What you should do:
The lines from the one holding "Target: shoreline" through the end of the records below are to be written out exactly, and nothing else; pictures are to be left out.
........
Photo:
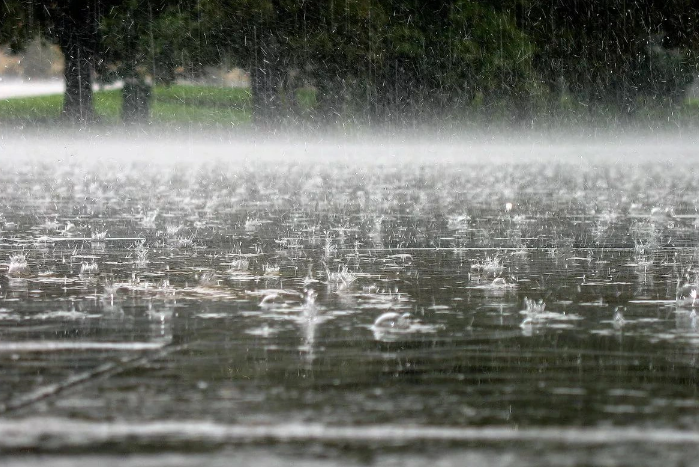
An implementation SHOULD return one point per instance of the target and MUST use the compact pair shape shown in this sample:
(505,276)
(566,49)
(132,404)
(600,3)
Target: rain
(348,233)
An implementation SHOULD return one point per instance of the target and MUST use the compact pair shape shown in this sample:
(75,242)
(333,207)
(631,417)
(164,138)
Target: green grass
(205,105)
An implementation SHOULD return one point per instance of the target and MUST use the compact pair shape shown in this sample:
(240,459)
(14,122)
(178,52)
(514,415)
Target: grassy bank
(217,107)
(171,105)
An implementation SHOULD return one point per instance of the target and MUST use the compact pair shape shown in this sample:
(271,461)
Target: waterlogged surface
(391,313)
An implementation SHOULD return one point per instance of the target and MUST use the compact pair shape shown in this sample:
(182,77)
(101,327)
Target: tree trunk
(78,104)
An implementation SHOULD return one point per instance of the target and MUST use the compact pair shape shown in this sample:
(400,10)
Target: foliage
(384,60)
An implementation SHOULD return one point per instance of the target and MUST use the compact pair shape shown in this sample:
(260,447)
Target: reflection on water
(435,296)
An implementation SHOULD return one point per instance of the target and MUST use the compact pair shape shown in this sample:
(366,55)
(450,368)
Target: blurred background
(538,64)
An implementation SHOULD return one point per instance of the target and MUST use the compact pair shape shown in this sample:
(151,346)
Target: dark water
(231,311)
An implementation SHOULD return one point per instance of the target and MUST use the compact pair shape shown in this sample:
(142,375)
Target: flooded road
(392,313)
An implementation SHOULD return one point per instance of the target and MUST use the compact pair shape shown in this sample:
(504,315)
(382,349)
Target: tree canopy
(379,60)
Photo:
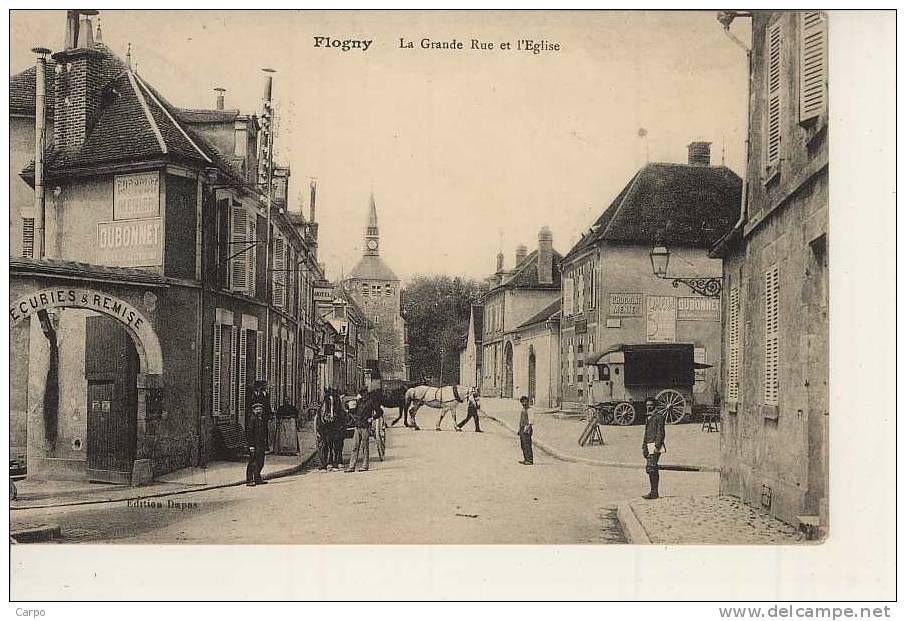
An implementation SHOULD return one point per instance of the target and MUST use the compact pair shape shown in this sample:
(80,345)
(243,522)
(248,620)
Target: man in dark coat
(256,440)
(364,412)
(653,446)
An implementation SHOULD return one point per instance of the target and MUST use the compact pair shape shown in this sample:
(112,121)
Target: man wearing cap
(525,433)
(653,445)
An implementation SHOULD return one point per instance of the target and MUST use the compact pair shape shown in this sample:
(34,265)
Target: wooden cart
(625,375)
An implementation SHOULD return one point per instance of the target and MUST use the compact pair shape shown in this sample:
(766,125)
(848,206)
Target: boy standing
(525,433)
(653,446)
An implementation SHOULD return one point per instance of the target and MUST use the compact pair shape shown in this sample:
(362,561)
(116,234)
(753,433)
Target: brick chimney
(699,153)
(77,84)
(545,256)
(521,253)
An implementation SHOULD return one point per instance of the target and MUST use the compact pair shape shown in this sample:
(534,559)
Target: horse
(445,399)
(394,398)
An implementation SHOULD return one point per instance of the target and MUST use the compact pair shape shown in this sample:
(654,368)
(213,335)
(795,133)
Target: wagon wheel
(624,413)
(672,404)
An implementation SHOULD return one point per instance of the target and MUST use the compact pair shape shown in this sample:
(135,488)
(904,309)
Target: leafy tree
(436,309)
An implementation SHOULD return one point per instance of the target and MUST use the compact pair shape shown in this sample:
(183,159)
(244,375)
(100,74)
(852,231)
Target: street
(434,488)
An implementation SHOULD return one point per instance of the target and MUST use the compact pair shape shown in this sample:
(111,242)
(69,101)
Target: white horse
(445,398)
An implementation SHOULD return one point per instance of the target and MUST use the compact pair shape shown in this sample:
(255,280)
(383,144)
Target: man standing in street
(653,445)
(362,420)
(256,440)
(525,433)
(473,406)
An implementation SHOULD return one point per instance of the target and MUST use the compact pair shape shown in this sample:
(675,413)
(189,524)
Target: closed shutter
(260,347)
(733,346)
(812,64)
(239,260)
(233,339)
(243,346)
(252,253)
(771,340)
(28,237)
(215,372)
(273,366)
(279,273)
(774,47)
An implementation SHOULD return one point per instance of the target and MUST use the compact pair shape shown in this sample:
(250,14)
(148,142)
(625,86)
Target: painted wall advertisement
(698,309)
(661,313)
(625,304)
(136,196)
(130,243)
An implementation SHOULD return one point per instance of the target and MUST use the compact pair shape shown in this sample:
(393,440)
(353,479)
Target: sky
(467,152)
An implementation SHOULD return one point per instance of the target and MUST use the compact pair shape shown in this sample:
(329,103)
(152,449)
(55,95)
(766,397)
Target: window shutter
(279,297)
(252,254)
(273,365)
(239,260)
(233,339)
(243,346)
(260,346)
(733,341)
(28,237)
(774,90)
(771,340)
(812,64)
(215,372)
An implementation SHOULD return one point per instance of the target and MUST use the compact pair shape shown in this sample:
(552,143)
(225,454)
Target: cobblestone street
(710,520)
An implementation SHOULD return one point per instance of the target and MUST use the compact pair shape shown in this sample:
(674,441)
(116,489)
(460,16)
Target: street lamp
(707,287)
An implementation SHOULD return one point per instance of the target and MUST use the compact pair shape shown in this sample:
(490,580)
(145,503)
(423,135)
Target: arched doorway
(508,371)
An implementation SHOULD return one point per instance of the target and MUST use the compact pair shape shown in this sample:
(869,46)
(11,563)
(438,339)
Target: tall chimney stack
(545,256)
(521,253)
(699,153)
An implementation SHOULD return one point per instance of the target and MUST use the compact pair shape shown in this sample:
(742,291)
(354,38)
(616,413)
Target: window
(279,279)
(773,94)
(771,335)
(242,264)
(812,65)
(580,293)
(733,347)
(28,237)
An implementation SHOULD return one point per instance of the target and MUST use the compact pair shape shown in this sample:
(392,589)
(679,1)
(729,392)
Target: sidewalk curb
(597,462)
(272,475)
(37,534)
(632,528)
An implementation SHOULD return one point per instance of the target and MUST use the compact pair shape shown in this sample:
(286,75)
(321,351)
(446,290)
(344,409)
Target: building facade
(514,297)
(774,435)
(376,291)
(611,295)
(160,286)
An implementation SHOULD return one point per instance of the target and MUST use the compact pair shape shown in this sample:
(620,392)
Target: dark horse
(394,398)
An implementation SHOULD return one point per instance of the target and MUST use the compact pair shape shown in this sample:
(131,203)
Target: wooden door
(111,368)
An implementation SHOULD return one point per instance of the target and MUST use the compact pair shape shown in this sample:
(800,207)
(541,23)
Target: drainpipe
(726,18)
(40,131)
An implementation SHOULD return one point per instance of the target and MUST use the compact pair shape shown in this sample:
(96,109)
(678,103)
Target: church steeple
(372,240)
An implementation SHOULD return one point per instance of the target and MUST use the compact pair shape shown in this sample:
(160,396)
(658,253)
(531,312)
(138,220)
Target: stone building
(611,295)
(150,299)
(376,290)
(774,434)
(514,297)
(470,355)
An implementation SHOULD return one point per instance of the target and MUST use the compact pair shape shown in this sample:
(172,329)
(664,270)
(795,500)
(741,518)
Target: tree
(436,309)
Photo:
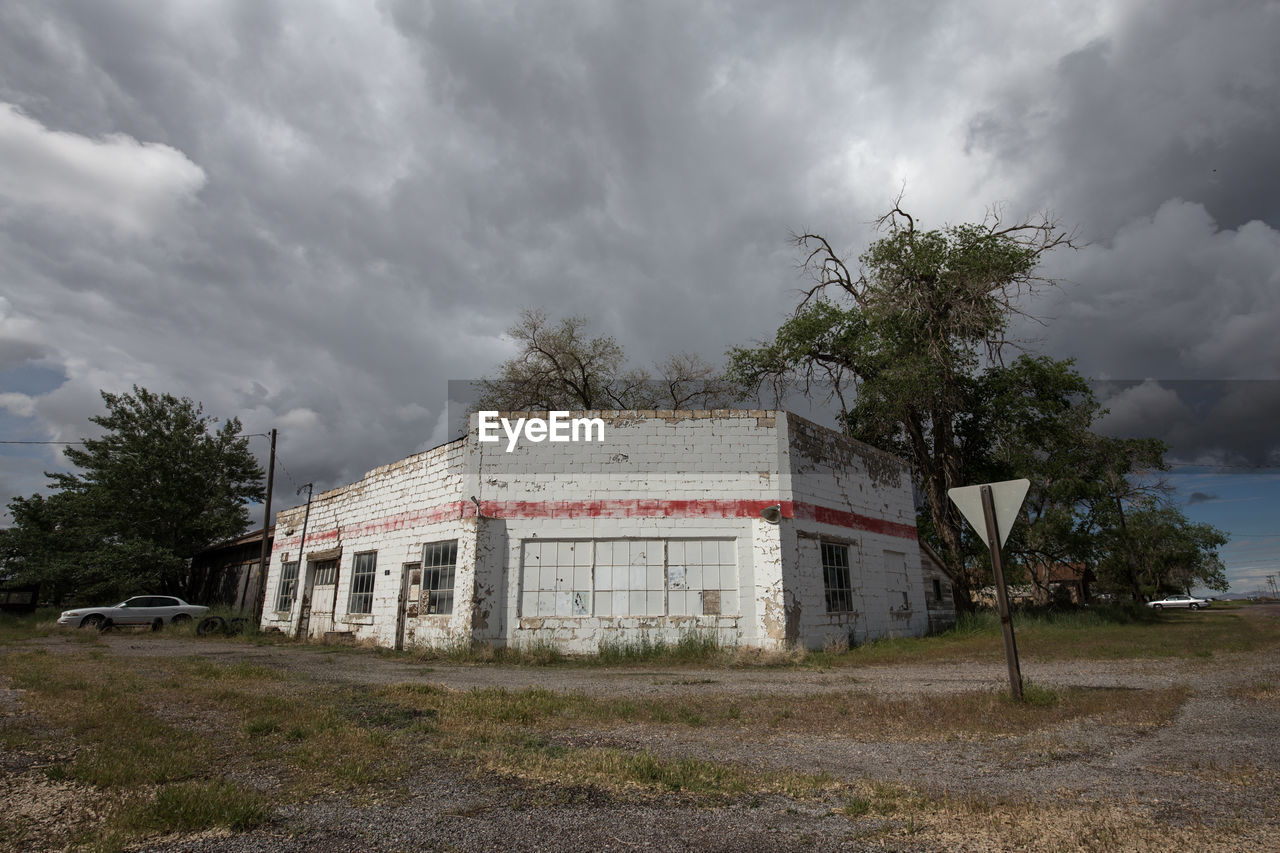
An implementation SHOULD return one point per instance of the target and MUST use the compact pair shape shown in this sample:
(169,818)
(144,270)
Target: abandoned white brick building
(759,527)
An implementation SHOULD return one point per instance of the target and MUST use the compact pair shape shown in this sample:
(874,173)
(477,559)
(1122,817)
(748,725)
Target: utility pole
(997,569)
(265,555)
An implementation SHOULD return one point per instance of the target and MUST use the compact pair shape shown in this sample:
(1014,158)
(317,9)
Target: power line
(85,441)
(13,442)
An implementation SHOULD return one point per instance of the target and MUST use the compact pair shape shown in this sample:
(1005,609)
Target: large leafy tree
(161,483)
(901,342)
(561,365)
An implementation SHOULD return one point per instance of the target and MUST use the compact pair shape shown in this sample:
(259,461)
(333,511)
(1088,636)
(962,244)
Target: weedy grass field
(104,749)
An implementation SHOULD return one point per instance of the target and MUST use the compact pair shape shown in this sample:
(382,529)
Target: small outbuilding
(579,528)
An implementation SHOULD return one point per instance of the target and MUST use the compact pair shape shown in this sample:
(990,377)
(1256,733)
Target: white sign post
(992,509)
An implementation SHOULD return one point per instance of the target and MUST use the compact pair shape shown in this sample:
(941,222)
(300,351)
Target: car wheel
(210,625)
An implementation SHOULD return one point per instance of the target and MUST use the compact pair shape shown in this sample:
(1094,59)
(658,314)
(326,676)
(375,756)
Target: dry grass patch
(858,716)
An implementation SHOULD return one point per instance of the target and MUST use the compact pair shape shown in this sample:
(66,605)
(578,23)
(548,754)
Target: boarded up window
(362,571)
(629,578)
(439,565)
(835,578)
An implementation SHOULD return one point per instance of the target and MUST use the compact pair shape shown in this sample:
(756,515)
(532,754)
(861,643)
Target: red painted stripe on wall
(613,509)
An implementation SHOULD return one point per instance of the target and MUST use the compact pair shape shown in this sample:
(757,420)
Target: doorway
(410,600)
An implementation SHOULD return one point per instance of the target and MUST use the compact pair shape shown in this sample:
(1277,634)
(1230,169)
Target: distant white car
(140,610)
(1179,601)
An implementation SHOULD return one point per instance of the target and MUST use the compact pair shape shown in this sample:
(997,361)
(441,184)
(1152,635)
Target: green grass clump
(690,647)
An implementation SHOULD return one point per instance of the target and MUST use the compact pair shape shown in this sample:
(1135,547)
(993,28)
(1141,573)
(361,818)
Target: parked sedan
(140,610)
(1179,601)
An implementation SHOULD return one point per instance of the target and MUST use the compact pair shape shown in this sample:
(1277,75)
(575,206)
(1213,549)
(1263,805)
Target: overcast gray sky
(312,215)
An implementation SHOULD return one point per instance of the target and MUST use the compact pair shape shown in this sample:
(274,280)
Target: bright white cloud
(131,185)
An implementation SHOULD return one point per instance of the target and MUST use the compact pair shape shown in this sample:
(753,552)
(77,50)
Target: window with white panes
(557,578)
(439,565)
(364,569)
(702,578)
(630,578)
(288,585)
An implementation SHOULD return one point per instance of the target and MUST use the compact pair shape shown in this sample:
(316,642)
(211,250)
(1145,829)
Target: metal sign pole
(1006,623)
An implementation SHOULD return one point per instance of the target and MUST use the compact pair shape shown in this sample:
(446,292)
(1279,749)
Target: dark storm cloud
(1202,422)
(343,206)
(1178,101)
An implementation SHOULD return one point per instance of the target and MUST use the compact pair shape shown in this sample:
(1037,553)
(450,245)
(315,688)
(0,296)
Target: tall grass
(690,647)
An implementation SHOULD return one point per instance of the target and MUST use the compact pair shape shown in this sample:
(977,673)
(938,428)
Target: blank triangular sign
(1006,496)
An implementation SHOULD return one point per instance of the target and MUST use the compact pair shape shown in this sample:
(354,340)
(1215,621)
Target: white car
(155,611)
(1179,601)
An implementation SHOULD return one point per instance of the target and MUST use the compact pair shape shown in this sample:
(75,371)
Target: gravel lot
(1212,775)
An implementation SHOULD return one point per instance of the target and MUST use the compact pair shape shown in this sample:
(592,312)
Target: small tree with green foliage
(163,483)
(901,342)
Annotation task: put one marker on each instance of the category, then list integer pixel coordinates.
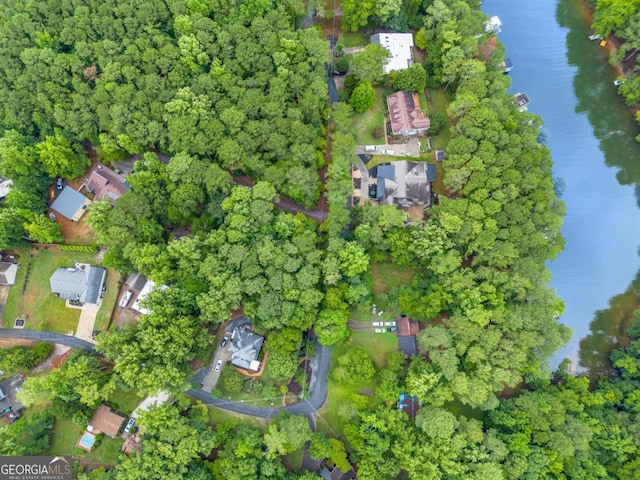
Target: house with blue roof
(71, 204)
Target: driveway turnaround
(87, 321)
(316, 400)
(317, 388)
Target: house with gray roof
(82, 283)
(71, 204)
(403, 183)
(245, 348)
(8, 273)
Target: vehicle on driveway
(130, 424)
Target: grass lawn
(329, 418)
(125, 401)
(66, 434)
(108, 301)
(438, 103)
(377, 345)
(350, 40)
(293, 460)
(385, 278)
(217, 415)
(249, 398)
(45, 311)
(363, 123)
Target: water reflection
(612, 123)
(608, 330)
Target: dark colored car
(130, 424)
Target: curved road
(315, 401)
(310, 406)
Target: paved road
(52, 337)
(316, 400)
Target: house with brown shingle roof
(106, 421)
(8, 273)
(105, 183)
(407, 331)
(405, 114)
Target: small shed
(71, 204)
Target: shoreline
(613, 42)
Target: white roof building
(400, 47)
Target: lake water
(591, 137)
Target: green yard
(43, 309)
(334, 416)
(125, 402)
(438, 102)
(217, 415)
(65, 436)
(364, 123)
(351, 40)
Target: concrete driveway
(211, 380)
(87, 321)
(4, 293)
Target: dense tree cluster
(242, 86)
(622, 19)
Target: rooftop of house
(5, 187)
(403, 182)
(408, 404)
(407, 326)
(245, 347)
(105, 183)
(8, 273)
(69, 202)
(399, 46)
(106, 421)
(82, 283)
(407, 118)
(148, 287)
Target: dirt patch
(8, 343)
(58, 356)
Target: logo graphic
(35, 468)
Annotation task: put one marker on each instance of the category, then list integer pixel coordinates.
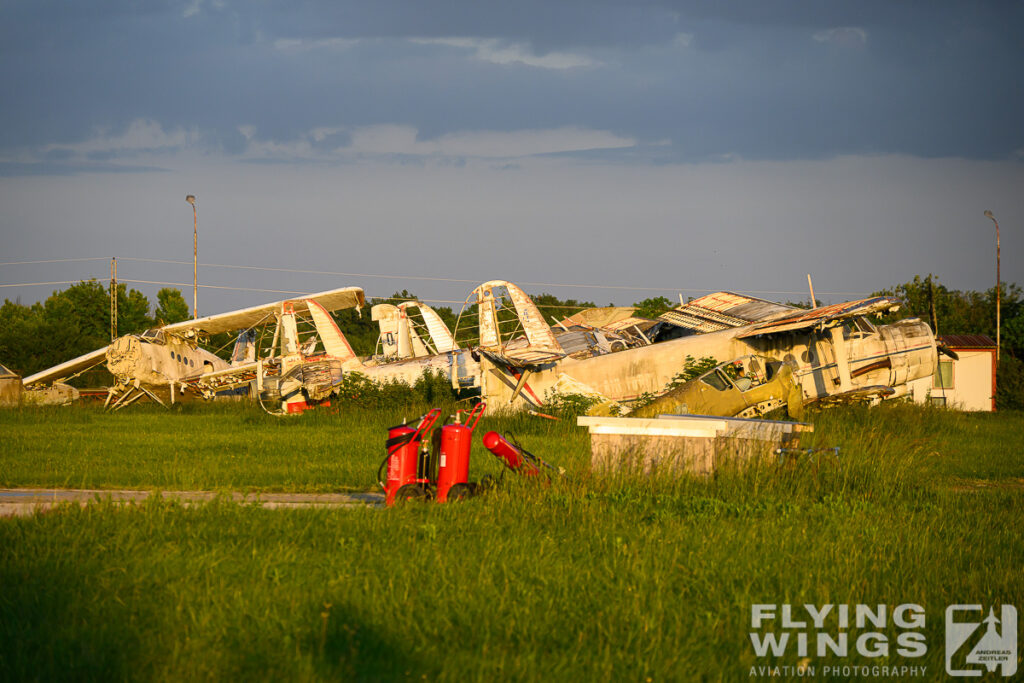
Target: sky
(602, 151)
........
Response for this exercise:
Target: shoreline
(613, 42)
Target: white roof building
(400, 47)
Target: lake water
(591, 137)
Target: green yard
(43, 309)
(334, 416)
(125, 402)
(438, 102)
(217, 415)
(65, 436)
(364, 123)
(351, 40)
Target: concrete driveway
(211, 380)
(87, 321)
(4, 293)
Target: dense tree cluster
(242, 86)
(622, 19)
Target: rooftop of house
(5, 187)
(403, 182)
(408, 404)
(407, 326)
(245, 347)
(105, 183)
(8, 273)
(69, 202)
(399, 46)
(106, 421)
(82, 283)
(407, 118)
(148, 287)
Target: dirt patch
(8, 343)
(58, 356)
Target: logo graphic
(35, 468)
Annotation task: put one marker on each instance of the category, then list integer pixel coordinates.
Target: sky
(602, 151)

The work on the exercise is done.